::: Input for this task
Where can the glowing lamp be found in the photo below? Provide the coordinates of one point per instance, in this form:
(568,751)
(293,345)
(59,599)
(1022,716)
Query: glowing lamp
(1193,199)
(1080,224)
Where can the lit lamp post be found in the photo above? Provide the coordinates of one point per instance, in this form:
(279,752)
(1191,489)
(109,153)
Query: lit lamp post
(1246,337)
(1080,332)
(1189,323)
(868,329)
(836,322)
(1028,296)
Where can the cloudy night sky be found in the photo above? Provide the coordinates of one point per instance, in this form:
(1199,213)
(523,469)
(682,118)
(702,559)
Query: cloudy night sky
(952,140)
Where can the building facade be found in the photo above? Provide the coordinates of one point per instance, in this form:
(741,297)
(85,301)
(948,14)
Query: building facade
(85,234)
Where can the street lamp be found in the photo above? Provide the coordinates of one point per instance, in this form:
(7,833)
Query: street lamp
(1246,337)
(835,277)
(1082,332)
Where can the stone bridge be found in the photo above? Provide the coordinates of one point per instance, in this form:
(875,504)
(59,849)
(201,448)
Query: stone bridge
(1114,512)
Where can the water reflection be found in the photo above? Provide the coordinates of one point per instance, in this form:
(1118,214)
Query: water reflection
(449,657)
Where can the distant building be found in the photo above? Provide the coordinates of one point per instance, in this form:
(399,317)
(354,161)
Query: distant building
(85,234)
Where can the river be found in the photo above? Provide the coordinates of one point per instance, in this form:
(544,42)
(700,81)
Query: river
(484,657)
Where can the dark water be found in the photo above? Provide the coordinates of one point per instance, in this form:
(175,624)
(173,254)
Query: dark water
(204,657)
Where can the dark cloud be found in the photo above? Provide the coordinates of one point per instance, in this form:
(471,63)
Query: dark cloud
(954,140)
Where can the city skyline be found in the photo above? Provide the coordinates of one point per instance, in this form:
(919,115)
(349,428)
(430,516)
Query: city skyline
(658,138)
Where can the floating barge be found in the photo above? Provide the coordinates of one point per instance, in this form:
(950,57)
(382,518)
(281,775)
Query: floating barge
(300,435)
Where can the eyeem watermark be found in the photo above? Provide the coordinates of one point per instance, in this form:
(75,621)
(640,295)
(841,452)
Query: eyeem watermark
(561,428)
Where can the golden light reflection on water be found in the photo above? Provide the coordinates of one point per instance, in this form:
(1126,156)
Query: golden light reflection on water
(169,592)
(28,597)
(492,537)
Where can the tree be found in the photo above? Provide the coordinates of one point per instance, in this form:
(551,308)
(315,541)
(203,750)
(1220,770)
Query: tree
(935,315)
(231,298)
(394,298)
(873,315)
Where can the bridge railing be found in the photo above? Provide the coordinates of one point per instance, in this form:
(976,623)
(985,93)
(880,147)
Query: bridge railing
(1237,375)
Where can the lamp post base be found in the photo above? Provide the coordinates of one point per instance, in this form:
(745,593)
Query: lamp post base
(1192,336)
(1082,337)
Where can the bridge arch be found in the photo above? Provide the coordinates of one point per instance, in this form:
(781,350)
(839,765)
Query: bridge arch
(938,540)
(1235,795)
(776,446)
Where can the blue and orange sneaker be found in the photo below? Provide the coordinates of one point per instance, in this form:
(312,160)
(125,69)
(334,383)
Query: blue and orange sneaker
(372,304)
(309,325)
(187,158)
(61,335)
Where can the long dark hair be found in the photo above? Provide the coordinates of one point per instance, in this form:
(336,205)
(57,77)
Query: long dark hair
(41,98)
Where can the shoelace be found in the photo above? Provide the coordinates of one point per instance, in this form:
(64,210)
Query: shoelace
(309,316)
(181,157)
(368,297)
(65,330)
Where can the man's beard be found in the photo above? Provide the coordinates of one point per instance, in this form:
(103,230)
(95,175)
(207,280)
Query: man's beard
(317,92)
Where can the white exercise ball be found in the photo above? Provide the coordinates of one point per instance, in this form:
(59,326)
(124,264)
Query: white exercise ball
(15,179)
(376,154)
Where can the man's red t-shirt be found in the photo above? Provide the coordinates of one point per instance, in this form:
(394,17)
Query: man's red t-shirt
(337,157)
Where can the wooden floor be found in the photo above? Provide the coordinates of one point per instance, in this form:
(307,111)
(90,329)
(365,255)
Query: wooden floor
::::::
Would you please restate all of the entries exactly?

## Solution:
Where can the glowing lamp be found in the photo below? Provide the coordinates of one point per instance, in this form:
(568,751)
(293,345)
(59,599)
(1022,716)
Query: glowing lamp
(1193,199)
(1080,224)
Where can the lit lamp post be found in the photo above? Provide the coordinates of one point per instance, in this form:
(279,752)
(1191,489)
(109,153)
Query: lit lamp post
(1246,337)
(1080,332)
(1189,323)
(868,329)
(836,322)
(1028,296)
Where can the cloudy night sky be found in the photo above? Provide the coordinates of one point per instance, in this form:
(1199,213)
(523,469)
(682,118)
(702,559)
Query: cloudy night sky
(952,140)
Where can the building facade be found in the photo above? Provide the coordinates of one point per instance, in this form:
(741,297)
(85,301)
(948,14)
Query: building facade
(85,234)
Where can the street lamp be found in the photo above? Provide the coordinates of one point per instance, in this form:
(7,833)
Query: street lamp
(1246,337)
(835,277)
(1082,332)
Where can the stone bridge be found in the photo above? Provide the coordinates of one point per instance, in this form:
(875,504)
(59,849)
(201,448)
Query: stone bridge
(1114,512)
Where can the water reflection be found in the photo above? Provide the coordinates of one point per instance, in this form:
(1118,214)
Query: water reflection
(449,657)
Where can the distant building be found in the photo above? Provide the coordinates of one point per instance, in this form:
(399,317)
(354,161)
Query: distant building
(85,234)
Where can the river be found in the photo above? Provide the coordinates of one point per instance, in this form:
(544,42)
(700,81)
Query: river
(484,657)
Where can the dark water be found in the photo above? Provide the coordinates of one point per instance, in this form:
(175,624)
(173,254)
Query: dark water
(204,657)
Where can the dark cloud be found in the photo above? Provide the coordinates of one point per instance, in this form:
(471,63)
Query: dark cloud
(954,140)
Where can the city skyline be found in the photo above? Provide the coordinates of one point per instance, in this form:
(919,115)
(349,428)
(430,516)
Query: city skyline
(658,138)
Where can the floating barge be found in the photo above? Provide the coordinates of one point per instance, in this form:
(950,57)
(382,518)
(281,775)
Query: floating barge
(300,435)
Where can the eyeem watermark be found in the photo above? Provide the coordinates of one point per instance, in this form:
(75,621)
(640,295)
(841,452)
Query: eyeem watermark
(561,428)
Where can the golden light reflection on water be found in the photo above? Provide the coordinates of one point per instance, in this form:
(1126,156)
Query: golden light reflection on water
(169,592)
(28,597)
(492,537)
Where can the tree be found in the photo above? Provide the coordinates of one point per instance, in this form:
(551,308)
(315,541)
(203,750)
(1220,770)
Query: tree
(935,315)
(231,298)
(394,298)
(873,315)
Where can the bridge railing be found in the photo above? Provide the coordinates of one point per instance, in this form:
(976,623)
(985,93)
(880,147)
Query: bridge railing
(1237,375)
Where can the lamp post base be found in the photo above? Provide the coordinates of one point per instance, in this form:
(745,593)
Query: lamp post base
(1192,336)
(1082,337)
Where can the bridge arch be found in the photo above? Provide the coordinates of one point per instance, in this form:
(781,350)
(839,765)
Query: bridge arch
(938,540)
(1235,795)
(776,446)
Where can the blue and orange sneaker be found in the photo below? Provide the coordinates of one point per instance, in this form:
(312,160)
(125,69)
(334,383)
Query: blue and orange sneaker
(372,304)
(309,325)
(187,158)
(61,335)
Where can the long dark hair be found in the photo above? Provide the coordinates of one point per instance, in this form:
(336,205)
(57,77)
Query: long dark hair
(41,98)
Where can the shoelace be found in the photo above? Provide the coordinates of one point per instance, in this form:
(64,210)
Query: shoelace
(309,316)
(181,157)
(368,297)
(65,330)
Where can the man's beard be found in the photo above? Provide the coordinates of one point per instance, in this form:
(103,230)
(95,175)
(207,280)
Query: man's beard
(317,92)
Where can the white exercise ball be found in the photo above? Provide the coordinates of one point per instance, in this form:
(59,326)
(124,264)
Query: white exercise ball
(15,179)
(376,154)
Where can the man's red t-shirt be found in the photo above? Provide the coordinates of one point per instance, in this form:
(394,17)
Query: man's red t-shirt
(337,157)
Where can the wooden floor be found in the photo above? Provide the coordinates of one point per instance, in this form:
(307,111)
(90,329)
(365,255)
Query: wooden floor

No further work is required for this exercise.